━━━ DOCUMENT EXCERPT ━━━

As the fund becomes bigger, they divide the funds into the „saving funds for emergencies“ and another part that can be used to develop projects for the community. This second part of the funds can be use to organize events, or lending more money for a woman to start a business, or to start a project for kids, or to help pay/lend money for other issues like funerals, and baptisms or giving birth, amongst others. It appears to work pretty well in most cases.


The gathering starts and ends with a prayer. It was very nice, because at the start the woman said: “chaque un, prier à vôtre façon”, meaning, each pray in your own way. Acknowledging that all the participants may not share the same beliefs or way to practice their spirituality. It says a lot about their acceptance and tolerance to acknowledge that, and leave space for everyone to feel conformable to pray in their own way. Personally, I find it a beautiful way to start a meeting, taking a few minutes to spread „good vibes, feelings, energy, positive intentions“ name it what you want, each in their own way, but all together. Lovely!

━━━ INPUT DATA ━━━

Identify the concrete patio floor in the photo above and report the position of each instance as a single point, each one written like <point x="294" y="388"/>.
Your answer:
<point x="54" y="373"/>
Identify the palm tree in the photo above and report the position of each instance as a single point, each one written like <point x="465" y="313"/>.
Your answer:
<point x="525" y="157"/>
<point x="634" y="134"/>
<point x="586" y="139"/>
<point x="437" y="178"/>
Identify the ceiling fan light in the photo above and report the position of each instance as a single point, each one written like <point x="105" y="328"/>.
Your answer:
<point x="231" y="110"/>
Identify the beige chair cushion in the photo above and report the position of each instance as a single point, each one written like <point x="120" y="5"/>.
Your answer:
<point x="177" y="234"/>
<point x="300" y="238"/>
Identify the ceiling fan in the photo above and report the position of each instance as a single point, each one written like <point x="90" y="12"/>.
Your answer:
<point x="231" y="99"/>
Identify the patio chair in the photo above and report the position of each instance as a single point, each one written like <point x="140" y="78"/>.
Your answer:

━━━

(JOBS)
(1) Repeat, word for word, the stretch of the savings-group passage that begins at the words "The gathering starts" and stops after the words "all together. Lovely!".
(2) Reproduce the lines of the listing exactly, beginning at the line that has "Identify the patio" and stopping after the final line of the listing.

(WRITTEN RESPONSES)
(1)
The gathering starts and ends with a prayer. It was very nice, because at the start the woman said: “chaque un, prier à vôtre façon”, meaning, each pray in your own way. Acknowledging that all the participants may not share the same beliefs or way to practice their spirituality. It says a lot about their acceptance and tolerance to acknowledge that, and leave space for everyone to feel conformable to pray in their own way. Personally, I find it a beautiful way to start a meeting, taking a few minutes to spread „good vibes, feelings, energy, positive intentions“ name it what you want, each in their own way, but all together. Lovely!

(2)
Identify the patio chair in the photo above and report the position of each instance as a single point, each one written like <point x="140" y="78"/>.
Your answer:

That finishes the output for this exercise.